**INPUT RECORDS**.
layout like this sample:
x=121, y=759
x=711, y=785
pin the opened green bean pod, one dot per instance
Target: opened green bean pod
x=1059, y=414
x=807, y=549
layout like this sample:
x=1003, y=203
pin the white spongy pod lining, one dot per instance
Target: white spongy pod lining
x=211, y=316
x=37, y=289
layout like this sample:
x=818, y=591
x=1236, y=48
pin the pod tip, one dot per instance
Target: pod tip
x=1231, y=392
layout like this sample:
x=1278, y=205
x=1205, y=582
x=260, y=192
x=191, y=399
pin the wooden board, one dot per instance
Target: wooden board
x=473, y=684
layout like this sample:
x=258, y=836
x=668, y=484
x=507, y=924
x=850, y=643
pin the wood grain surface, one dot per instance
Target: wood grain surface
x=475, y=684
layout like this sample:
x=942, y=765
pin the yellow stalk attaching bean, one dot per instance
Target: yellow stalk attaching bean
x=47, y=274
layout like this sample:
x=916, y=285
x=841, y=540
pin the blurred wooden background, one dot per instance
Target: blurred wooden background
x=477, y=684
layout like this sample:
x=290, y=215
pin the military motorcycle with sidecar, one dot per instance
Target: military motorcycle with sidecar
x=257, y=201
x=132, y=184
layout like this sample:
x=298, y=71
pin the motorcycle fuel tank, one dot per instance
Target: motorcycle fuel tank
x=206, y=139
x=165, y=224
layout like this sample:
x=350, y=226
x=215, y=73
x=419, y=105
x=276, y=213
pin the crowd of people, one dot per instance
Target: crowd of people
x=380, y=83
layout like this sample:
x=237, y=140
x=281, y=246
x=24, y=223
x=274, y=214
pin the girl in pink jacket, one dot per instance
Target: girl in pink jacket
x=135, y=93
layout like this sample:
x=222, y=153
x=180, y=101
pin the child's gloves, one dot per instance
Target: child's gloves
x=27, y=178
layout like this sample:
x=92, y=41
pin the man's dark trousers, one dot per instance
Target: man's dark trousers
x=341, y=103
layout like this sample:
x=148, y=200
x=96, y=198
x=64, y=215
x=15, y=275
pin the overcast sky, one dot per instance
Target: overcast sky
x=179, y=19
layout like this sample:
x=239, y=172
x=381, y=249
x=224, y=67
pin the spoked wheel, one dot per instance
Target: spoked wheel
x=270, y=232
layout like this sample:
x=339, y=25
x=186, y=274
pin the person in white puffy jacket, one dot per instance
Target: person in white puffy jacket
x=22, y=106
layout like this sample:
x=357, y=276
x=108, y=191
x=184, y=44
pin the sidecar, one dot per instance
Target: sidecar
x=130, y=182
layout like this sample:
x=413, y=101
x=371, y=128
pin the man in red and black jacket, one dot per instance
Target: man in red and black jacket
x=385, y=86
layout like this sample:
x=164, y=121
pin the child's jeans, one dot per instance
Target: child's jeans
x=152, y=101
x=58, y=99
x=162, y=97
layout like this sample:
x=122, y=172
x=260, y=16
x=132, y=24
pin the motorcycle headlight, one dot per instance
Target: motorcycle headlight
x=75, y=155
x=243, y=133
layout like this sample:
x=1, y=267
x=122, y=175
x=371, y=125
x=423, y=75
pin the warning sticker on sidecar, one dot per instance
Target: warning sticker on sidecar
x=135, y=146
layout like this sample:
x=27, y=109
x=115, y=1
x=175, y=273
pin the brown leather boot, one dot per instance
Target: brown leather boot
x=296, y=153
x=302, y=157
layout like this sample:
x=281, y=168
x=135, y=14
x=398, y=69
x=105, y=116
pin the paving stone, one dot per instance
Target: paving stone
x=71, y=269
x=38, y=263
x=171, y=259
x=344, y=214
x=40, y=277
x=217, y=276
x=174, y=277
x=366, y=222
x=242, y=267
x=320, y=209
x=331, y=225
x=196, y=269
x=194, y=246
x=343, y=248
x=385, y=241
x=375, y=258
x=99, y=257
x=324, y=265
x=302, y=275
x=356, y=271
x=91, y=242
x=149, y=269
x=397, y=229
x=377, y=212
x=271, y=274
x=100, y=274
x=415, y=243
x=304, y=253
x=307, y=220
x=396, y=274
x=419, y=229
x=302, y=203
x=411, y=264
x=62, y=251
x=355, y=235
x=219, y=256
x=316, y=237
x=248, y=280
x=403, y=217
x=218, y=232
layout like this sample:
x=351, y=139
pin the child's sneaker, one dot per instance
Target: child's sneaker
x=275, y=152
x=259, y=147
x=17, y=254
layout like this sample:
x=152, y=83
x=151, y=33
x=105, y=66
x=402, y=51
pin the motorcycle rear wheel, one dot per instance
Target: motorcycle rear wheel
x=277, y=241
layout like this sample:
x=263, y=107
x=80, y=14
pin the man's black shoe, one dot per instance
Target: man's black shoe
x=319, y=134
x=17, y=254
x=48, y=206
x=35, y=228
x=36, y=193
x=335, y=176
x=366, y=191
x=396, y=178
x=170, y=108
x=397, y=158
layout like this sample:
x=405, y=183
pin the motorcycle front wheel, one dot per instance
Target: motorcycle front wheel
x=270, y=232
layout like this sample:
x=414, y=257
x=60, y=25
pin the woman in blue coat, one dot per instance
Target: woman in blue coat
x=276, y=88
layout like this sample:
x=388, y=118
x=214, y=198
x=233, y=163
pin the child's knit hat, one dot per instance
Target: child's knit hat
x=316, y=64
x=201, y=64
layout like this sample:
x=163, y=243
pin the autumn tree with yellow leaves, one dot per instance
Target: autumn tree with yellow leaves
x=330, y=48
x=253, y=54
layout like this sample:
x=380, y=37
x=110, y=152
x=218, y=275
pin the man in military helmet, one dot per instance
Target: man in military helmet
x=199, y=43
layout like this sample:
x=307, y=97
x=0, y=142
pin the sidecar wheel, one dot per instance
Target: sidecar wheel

**REQUIREMENT**. Exactly reproduce every line of the data above.

**RESULT OF THIS EXERCISE**.
layout like this sample:
x=121, y=759
x=711, y=785
pin the opened green bean pod, one dot per instance
Target: opened green bean pod
x=1059, y=414
x=807, y=549
layout like this sample:
x=1003, y=203
pin the white spongy pod lining, one dot per instance
Target: white spongy pod lining
x=211, y=316
x=37, y=289
layout like this sample:
x=818, y=591
x=1236, y=48
pin the pod tip, one dot per instance
Target: pod tip
x=1231, y=392
layout like this sample:
x=1278, y=205
x=1205, y=582
x=260, y=192
x=191, y=399
pin the wooden board, one dot per instance
Target: wooden board
x=473, y=684
layout like this sample:
x=258, y=836
x=668, y=484
x=507, y=924
x=850, y=643
pin the wood grain surface, one dot per instance
Target: wood grain surface
x=475, y=684
layout like this sample:
x=942, y=765
pin the yellow stalk attaching bean, one dot per instance
Target: yellow stalk attaching bean
x=47, y=274
layout like this sample:
x=916, y=285
x=841, y=540
pin the blurred wooden background, one dot per instance
Target: blurred wooden background
x=477, y=684
layout like this sample:
x=290, y=215
pin the military motorcycle with sidecar, one dot per instance
Target: military motorcycle with sidecar
x=257, y=201
x=132, y=184
layout like this sample:
x=298, y=71
pin the motorcycle fuel tank, one dot per instance
Target: motorcycle fuel tank
x=206, y=139
x=165, y=224
layout like this sample:
x=350, y=226
x=215, y=73
x=419, y=105
x=276, y=213
pin the crowd of people, one dot per instance
Target: crowd of people
x=380, y=83
layout like this sample:
x=237, y=140
x=281, y=246
x=24, y=223
x=274, y=214
pin the girl in pink jacket, one dot per instance
Target: girl in pink jacket
x=135, y=93
layout like this sample:
x=222, y=153
x=180, y=101
pin the child's gloves, one dot per instance
Target: child's gloves
x=27, y=178
layout like this sample:
x=92, y=41
pin the man's dark trousers, one dot per instance
Target: man's dark trousers
x=341, y=103
layout like this sample:
x=148, y=200
x=96, y=198
x=64, y=215
x=15, y=275
pin the overcast sky, one dot per instance
Target: overcast sky
x=179, y=19
layout like this sample:
x=239, y=172
x=381, y=249
x=224, y=67
pin the spoked wheel, one dot per instance
Target: spoked wheel
x=270, y=232
layout like this sample:
x=339, y=25
x=186, y=274
pin the person in white puffy jacket, one dot per instance
Target: person in white puffy jacket
x=22, y=106
layout like this sample:
x=357, y=276
x=108, y=191
x=184, y=44
pin the sidecar, one dot per instance
Target: sidecar
x=130, y=182
layout like this sample:
x=413, y=101
x=371, y=128
pin the man in red and black jacket, one dot per instance
Target: man in red and black jacket
x=385, y=86
layout like this sample:
x=164, y=121
pin the child's jeans, one dot per instance
Target: child's jeans
x=152, y=101
x=58, y=99
x=162, y=97
layout like this sample:
x=122, y=172
x=260, y=16
x=132, y=24
pin the motorcycle headlight, one dot per instance
Target: motorcycle headlight
x=75, y=155
x=243, y=133
layout like this sample:
x=1, y=267
x=122, y=175
x=371, y=125
x=423, y=75
pin the warning sticker on sidecar, one dot per instance
Target: warning sticker on sidecar
x=135, y=146
layout like this sample:
x=27, y=109
x=115, y=1
x=175, y=273
pin the brown leather boot, one dot per instance
Target: brown leather boot
x=296, y=153
x=302, y=157
layout like this sample:
x=281, y=168
x=135, y=14
x=398, y=69
x=105, y=116
pin the paving stone, one dot per instance
Target: paving stone
x=71, y=269
x=38, y=263
x=171, y=259
x=344, y=214
x=40, y=277
x=217, y=276
x=174, y=277
x=366, y=222
x=242, y=267
x=320, y=209
x=331, y=225
x=196, y=269
x=194, y=246
x=343, y=248
x=385, y=241
x=375, y=258
x=99, y=257
x=324, y=265
x=302, y=275
x=356, y=271
x=91, y=242
x=149, y=269
x=397, y=229
x=377, y=212
x=271, y=274
x=100, y=274
x=415, y=243
x=304, y=253
x=307, y=220
x=396, y=274
x=419, y=229
x=302, y=203
x=411, y=264
x=62, y=251
x=355, y=235
x=219, y=256
x=316, y=237
x=248, y=280
x=403, y=217
x=218, y=232
layout like this sample:
x=351, y=139
pin the child's sneaker, one dot per instance
Target: child's sneaker
x=275, y=152
x=259, y=147
x=17, y=254
layout like this sample:
x=152, y=83
x=151, y=33
x=105, y=66
x=402, y=51
pin the motorcycle rear wheel, one dot per instance
Target: motorcycle rear wheel
x=277, y=241
layout like this sample:
x=263, y=107
x=80, y=14
pin the man's black shoe, one dot per instance
Target: man's black shoe
x=319, y=134
x=17, y=254
x=48, y=206
x=35, y=228
x=36, y=193
x=335, y=176
x=366, y=191
x=396, y=178
x=170, y=108
x=397, y=158
layout like this sample:
x=405, y=183
pin the motorcycle front wheel, one dot per instance
Target: motorcycle front wheel
x=270, y=232
layout like this sample:
x=414, y=257
x=60, y=25
pin the woman in blue coat, one dot per instance
Target: woman in blue coat
x=276, y=88
layout like this sample:
x=388, y=118
x=214, y=198
x=233, y=163
pin the child's knit hat, one dot per instance
Target: child's knit hat
x=316, y=64
x=201, y=64
layout like this sample:
x=163, y=243
pin the autumn tree with yellow leaves, one dot per instance
Target: autumn tree with yellow leaves
x=330, y=48
x=253, y=54
layout like this sample:
x=380, y=37
x=110, y=152
x=218, y=275
pin the man in military helmet, one dot per instance
Target: man in military helmet
x=199, y=43
layout like this sample:
x=307, y=97
x=0, y=142
pin the sidecar wheel, one dot per instance
Target: sidecar wheel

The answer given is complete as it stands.